| WORK TO BE COMPLETED |
Each line of the listing should be reproduced exactly.
DATA TO PROCESS Start Marker
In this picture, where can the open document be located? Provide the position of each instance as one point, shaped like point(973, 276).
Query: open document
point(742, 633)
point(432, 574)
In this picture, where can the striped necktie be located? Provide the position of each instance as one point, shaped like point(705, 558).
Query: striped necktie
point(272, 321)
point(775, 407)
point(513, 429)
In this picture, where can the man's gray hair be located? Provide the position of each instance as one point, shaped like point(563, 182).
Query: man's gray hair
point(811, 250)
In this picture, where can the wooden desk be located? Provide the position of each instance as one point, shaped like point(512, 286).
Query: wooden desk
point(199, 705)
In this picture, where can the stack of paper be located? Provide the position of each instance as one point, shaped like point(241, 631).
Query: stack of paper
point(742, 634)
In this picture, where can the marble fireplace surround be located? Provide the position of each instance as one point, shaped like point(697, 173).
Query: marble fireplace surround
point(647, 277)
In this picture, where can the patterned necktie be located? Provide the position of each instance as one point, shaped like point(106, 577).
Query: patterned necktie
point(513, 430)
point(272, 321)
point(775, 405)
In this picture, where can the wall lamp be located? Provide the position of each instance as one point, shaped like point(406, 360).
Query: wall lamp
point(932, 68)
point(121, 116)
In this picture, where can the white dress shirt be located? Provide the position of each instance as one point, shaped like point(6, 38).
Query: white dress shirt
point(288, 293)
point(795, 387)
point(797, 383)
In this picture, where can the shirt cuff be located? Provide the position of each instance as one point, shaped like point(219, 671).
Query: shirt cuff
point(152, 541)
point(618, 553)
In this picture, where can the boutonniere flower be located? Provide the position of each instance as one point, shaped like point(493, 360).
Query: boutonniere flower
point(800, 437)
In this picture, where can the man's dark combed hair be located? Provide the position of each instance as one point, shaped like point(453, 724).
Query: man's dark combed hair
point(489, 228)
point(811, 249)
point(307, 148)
DATA TO PROCESS End Marker
| OUTPUT OF THE EXERCISE |
In this picture, where can the open document be located? Provide the position of each instance as one point, shaped like point(973, 276).
Query: open document
point(742, 633)
point(432, 574)
In this picture, where can the striped necktie be located? Provide the position of each instance as one point, shaped like point(705, 558).
Query: striped necktie
point(272, 321)
point(775, 407)
point(513, 429)
In this picture, where can the man's gray hair be located? Provide the position of each instance as one point, shaped like point(563, 182).
Query: man's gray hair
point(811, 250)
In this picture, where can the wooden desk be located? Provide the position of each instance as one point, shaped like point(512, 286).
Query: wooden desk
point(199, 705)
In this picture, where can the stack of paper be located? Provide the position of each instance as one point, shaped like point(241, 631).
Query: stack of paper
point(742, 634)
In this picture, where can the marble fireplace surround be located? Provide the position of each instance as one point, shaped like point(697, 173).
Query: marble fireplace surround
point(647, 277)
In this picture, where can the patterned necktie be located? Provide the position of each instance as one point, shaped like point(106, 577).
Query: patterned necktie
point(513, 430)
point(272, 321)
point(775, 405)
In this picture, where can the wall lamp be located? Provide the position of each instance as one point, shaped like point(406, 360).
Query: wall lamp
point(932, 68)
point(121, 116)
In this picture, where can the white dress shirt be located? Provide the position of each instance as one point, shaped like point(6, 38).
Query: white dress shirt
point(288, 293)
point(795, 387)
point(797, 383)
In this picture, where can the shirt cuff be located? Provide the position of each instance as one point, shaped like point(219, 671).
Query: shirt cuff
point(152, 541)
point(618, 553)
In this picture, where can the boutonniere flower be located? Provide the position of each instance as one point, shaped like point(493, 360).
Query: boutonniere flower
point(800, 437)
In this picture, where can the man's dark combed hair be located? Provide the position of each instance as one point, shaped like point(453, 724).
Query: man's dark combed hair
point(489, 228)
point(811, 249)
point(307, 148)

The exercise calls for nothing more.